### TASK INPUT
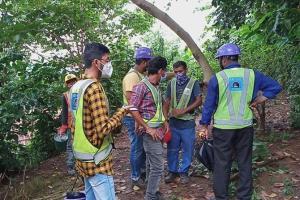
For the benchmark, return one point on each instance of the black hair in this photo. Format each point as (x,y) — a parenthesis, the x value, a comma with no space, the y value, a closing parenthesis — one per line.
(157,63)
(180,63)
(93,51)
(138,61)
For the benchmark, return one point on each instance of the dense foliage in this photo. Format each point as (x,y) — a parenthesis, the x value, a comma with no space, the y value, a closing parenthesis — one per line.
(41,41)
(269,35)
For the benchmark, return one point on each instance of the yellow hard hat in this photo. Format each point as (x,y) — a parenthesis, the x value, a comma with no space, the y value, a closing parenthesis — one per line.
(69,77)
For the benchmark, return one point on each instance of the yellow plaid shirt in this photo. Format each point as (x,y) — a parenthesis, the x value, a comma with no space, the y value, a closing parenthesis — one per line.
(96,124)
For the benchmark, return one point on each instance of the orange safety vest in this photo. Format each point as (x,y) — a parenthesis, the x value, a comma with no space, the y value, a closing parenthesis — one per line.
(70,118)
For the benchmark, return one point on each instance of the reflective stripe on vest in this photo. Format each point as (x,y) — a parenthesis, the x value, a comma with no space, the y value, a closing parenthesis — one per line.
(158,119)
(235,93)
(66,95)
(83,150)
(184,99)
(132,70)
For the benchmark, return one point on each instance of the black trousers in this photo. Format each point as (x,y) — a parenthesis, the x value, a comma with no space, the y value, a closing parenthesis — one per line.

### STATED EXERCISE
Write out all the entries above again, putting "image" wherever "photo" appears and changing nothing else. Leave the pictures out.

### PROBLEM SOLUTION
For the benchmark, return one point on each instance of the black hair in this image. Format each point as (x,y) — a parenthesis, the x value, a comma with no space, the y value, a closing parenthesis — one per line.
(157,63)
(180,63)
(93,51)
(138,61)
For the benchmark, return one point on each instance of the dense foliage in this image. Format each point as (x,y) — a parenthesis, the x value, a comma with no space, the y value, a closing parenthesis — one per line.
(41,41)
(269,35)
For the benchmark, return one point on each instance of the yellow hard hat in this image. Format each point as (x,y) — a parenthesis, the x value, a comma with no space, the y value, a closing parenthesis — one per line.
(69,77)
For the benchmark, return one point on each instance of the yellow plaid shirt in this image. Format each point as (x,y) — a parenthesis, the x value, a comma with no space, the y value, a closing parenthesis — one per line.
(96,124)
For the benchmark, return one point on each instance of the orange safety vest in this image. Format each point as (x,y) — a parenthesis, the x value, a comma with no space, the y value, a closing parenthesis — one per line.
(70,118)
For the benchmark, return one point on each instance of the reflective stripe on vest in this image. Format each point as (x,y) — a parenthesis, the x value, a comma with no space, the y value, a closing parenthesis — one per line.
(158,119)
(235,93)
(66,95)
(83,150)
(184,99)
(132,70)
For the benchmark, return one point on each instance of the black trousers in this image. Format each point as (x,y) — a parenthesis, the x value, a comma with no space, the y value, a closing parenthesis — one per line.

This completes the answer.